-- REQUIREMENT --
Among the records below, determine how many lines have the word "like" in them; output only the number.

____ INFORMATION PROVIDED

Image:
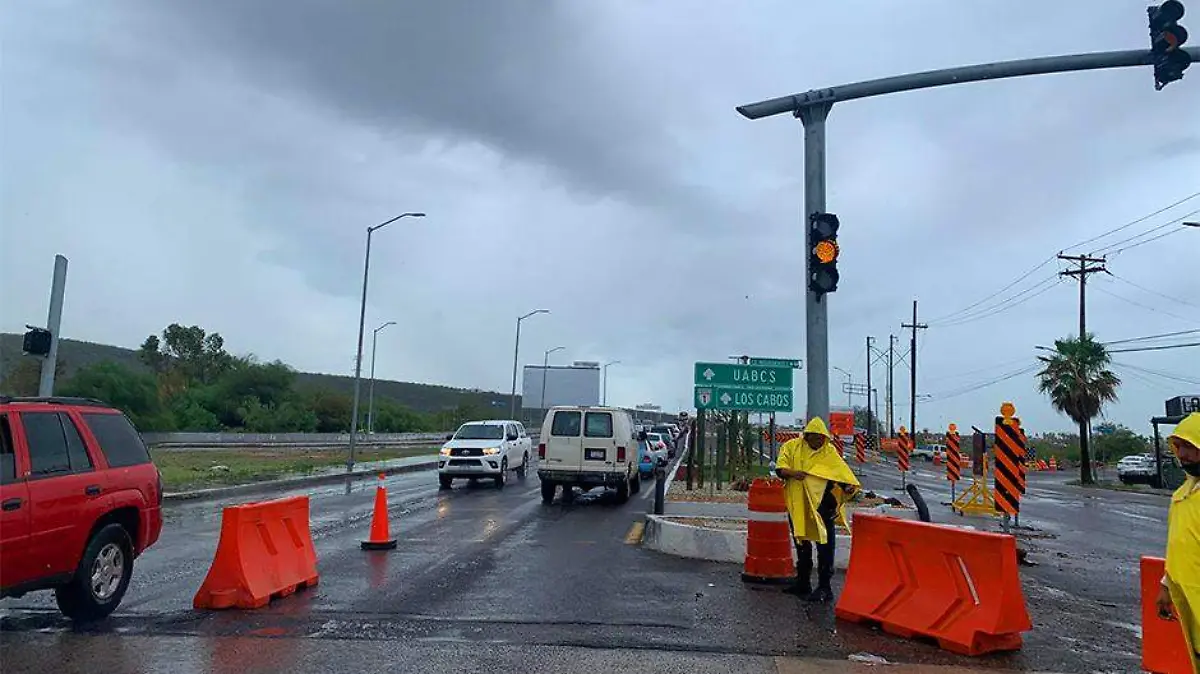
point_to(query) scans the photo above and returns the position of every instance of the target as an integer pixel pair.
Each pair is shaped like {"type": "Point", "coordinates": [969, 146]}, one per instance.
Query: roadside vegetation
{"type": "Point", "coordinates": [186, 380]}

________
____ INFORMATION PROVIDED

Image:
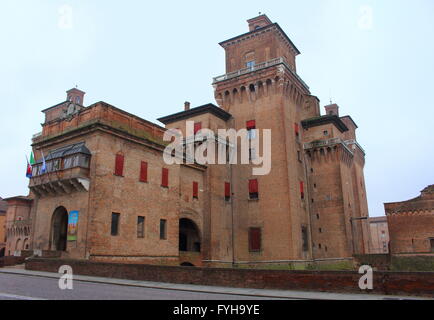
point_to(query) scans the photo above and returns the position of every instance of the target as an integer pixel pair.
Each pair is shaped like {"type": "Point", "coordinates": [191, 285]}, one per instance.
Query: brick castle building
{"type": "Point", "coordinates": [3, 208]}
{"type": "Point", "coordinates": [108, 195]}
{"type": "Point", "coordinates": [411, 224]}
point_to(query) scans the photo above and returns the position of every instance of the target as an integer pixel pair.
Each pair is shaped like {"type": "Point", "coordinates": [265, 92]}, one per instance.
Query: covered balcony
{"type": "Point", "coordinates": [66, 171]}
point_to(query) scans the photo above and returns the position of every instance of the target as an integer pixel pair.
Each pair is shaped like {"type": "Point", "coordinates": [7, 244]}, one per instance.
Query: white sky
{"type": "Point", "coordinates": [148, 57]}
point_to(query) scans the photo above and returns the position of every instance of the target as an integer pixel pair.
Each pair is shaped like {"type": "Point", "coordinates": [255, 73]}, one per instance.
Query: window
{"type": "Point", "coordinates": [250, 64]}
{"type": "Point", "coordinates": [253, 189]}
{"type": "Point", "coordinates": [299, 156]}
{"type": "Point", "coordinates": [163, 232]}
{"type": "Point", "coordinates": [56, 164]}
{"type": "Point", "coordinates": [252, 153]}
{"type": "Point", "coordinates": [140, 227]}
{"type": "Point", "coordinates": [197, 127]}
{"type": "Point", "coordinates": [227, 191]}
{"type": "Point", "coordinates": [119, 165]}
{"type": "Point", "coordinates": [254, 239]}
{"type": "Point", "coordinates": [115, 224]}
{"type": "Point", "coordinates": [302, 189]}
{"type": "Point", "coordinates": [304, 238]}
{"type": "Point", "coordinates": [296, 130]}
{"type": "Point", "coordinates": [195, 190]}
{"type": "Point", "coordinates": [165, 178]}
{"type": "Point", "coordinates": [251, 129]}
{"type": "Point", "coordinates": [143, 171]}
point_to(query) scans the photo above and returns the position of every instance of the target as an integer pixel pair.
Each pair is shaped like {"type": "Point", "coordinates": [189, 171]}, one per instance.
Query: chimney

________

-- RESULT FOR THIS EXERCISE --
6